§ SELECTED TEXT:

┄┄┄┄┄┄┄┄┄┄┄┄┄┄┄┄┄┄┄┄

# Comprehensive Error Codes on Cruze!



## novaol (Dec 28, 2012)

Could I know if someone here have ever compiled a list of error codes for the Cruze from 2011-2013 models! This would help me know what went wrong in case it appears on my dashboard. It is quite scary for me as I've been driving cars without any computer onboard previously and now each time a code pops out on my dash, I really worried. No help from user manual. Appreciate you guys can point me to the direction. Tks in advance.

Cruze member from Singapore


----------



## sx sonic (Nov 25, 2013)

I just enter the fault code number into Google and several results will come up stating what the fault code means and possible causes. 
For example PO420 is a "Low catalyst effeciency" fault and the causes could be an exhaust leak by the 2nd O2 snesor, or a worn out catalytic converter, or no cat.
PO171 is "system lean, bank 1" and possible causes would be stated as an airleak in the intake, bad MAF etc.

My searches usually take me to this site and it's pretty darn good in my opinion: OBD-Codes OBD-II Trouble Codes - DTC Codes Car Repair


----------



## novaol (Dec 28, 2012)

Tks for the tip. I'll try to scan for the rest. Cheers

Cruze member from Singapore



sx sonic said:


> I just enter the fault code number into Google and several results will come up stating what the fault code means and possible causes.
> For example PO420 is a "Low catalyst effeciency" fault and the causes could be an exhaust leak by the 2nd O2 snesor, or a worn out catalytic converter, or no cat.
> PO171 is "system lean, bank 1" and possible causes would be stated as an airleak in the intake, bad MAF etc.
> 
> My searches usually take me to this site and it's pretty darn good in my opinion: OBD-Codes OBD-II Trouble Codes - DTC Codes Car Repair


----------



## Gus_Mahn (Aug 16, 2011)

There are generic OBD codes, and the definitions can be found easily. These codes are all the same regardless of the manufacturer. I believe these all begin with P0***. There are also manufacturer specific codes. I believe these are P1***. These can vary from manufacturer to manufacturer.


----------

┄┄┄┄┄┄┄┄┄┄┄┄┄┄┄┄┄┄┄┄

§ TASK REQUIREMENTS:
• A. Translate the sentence "These codes are all the same regardless of the manufacturer." from the Cruze error-code thread into French.
• B. Reproduce the passage of the Cruze error-code thread starting at "Could I know" and ending at "Tks in advance.".

[Collection entries]
┄┄┄┄┄┄┄┄┄┄┄┄┄┄┄┄┄┄┄┄

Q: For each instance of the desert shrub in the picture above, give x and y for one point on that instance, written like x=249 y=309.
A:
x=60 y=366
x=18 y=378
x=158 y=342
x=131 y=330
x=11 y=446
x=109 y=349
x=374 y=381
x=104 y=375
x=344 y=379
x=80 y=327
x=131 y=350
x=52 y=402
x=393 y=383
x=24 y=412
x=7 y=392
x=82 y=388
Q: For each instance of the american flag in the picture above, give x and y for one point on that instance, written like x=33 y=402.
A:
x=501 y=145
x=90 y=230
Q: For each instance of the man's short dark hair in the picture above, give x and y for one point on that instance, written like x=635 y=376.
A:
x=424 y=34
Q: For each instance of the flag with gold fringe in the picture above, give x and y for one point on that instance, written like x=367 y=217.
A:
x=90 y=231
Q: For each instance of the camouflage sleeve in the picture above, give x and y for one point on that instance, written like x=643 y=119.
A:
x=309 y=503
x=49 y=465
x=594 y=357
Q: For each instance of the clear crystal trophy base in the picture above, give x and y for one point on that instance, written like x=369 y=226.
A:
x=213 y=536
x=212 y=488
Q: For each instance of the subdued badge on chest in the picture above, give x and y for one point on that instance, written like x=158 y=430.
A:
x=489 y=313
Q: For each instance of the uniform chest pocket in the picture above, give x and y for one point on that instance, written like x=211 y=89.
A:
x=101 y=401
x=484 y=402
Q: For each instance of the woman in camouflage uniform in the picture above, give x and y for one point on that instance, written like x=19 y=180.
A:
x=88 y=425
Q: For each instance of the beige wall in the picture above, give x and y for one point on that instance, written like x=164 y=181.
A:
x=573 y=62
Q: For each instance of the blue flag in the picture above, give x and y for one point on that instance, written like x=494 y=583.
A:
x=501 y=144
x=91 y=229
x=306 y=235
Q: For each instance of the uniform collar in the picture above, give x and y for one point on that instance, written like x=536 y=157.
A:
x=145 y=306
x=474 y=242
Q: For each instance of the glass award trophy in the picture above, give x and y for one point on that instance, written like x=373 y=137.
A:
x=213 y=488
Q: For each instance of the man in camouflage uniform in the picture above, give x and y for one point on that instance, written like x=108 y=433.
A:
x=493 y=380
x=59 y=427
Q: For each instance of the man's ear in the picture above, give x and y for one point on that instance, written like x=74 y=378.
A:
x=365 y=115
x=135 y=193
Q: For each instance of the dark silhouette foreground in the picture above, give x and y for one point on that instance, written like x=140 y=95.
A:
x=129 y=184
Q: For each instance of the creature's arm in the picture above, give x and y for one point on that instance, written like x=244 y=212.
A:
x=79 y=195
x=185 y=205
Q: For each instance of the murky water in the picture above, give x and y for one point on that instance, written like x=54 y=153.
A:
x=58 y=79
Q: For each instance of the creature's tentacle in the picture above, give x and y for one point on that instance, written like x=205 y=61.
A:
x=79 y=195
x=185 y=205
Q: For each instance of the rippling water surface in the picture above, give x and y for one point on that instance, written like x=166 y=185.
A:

┄┄┄┄┄┄┄┄┄┄┄┄┄┄┄┄┄┄┄┄

§ RESPONSES TO THE EXERCISE:
• A. Ces codes sont tous les mêmes, quel que soit le constructeur.

• B.
Could I know if someone here have ever compiled a list of error codes for the Cruze from 2011-2013 models! This would help me know what went wrong in case it appears on my dashboard. It is quite scary for me as I've been driving cars without any computer onboard previously and now each time a code pops out on my dash, I really worried. No help from user manual. Appreciate you guys can point me to the direction. Tks in advance.